━━━━━ RECORDS PROVIDED ━━━━━
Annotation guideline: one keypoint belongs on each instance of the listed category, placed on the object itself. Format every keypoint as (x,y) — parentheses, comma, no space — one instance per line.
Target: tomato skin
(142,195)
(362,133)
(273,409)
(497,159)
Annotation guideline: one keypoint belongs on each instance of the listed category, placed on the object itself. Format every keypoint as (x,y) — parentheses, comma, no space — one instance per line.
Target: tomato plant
━━━━━
WHAT IS EXPECTED: For this exercise, set down the entire listing above exactly as given.

WRITTEN ANSWER:
Annotation guideline: one keypoint belongs on each instance of the listed category, placed on the object itself. Format every keypoint as (x,y) — parentheses, comma, no space — one instance per line.
Target: tomato skin
(142,195)
(362,133)
(273,409)
(497,159)
Annotation guideline: one keypoint belongs on each instance of the listed category, placed on the object itself. Format every keypoint as (x,y) — parentheses, comma, no space — one instance per line.
Target: tomato plant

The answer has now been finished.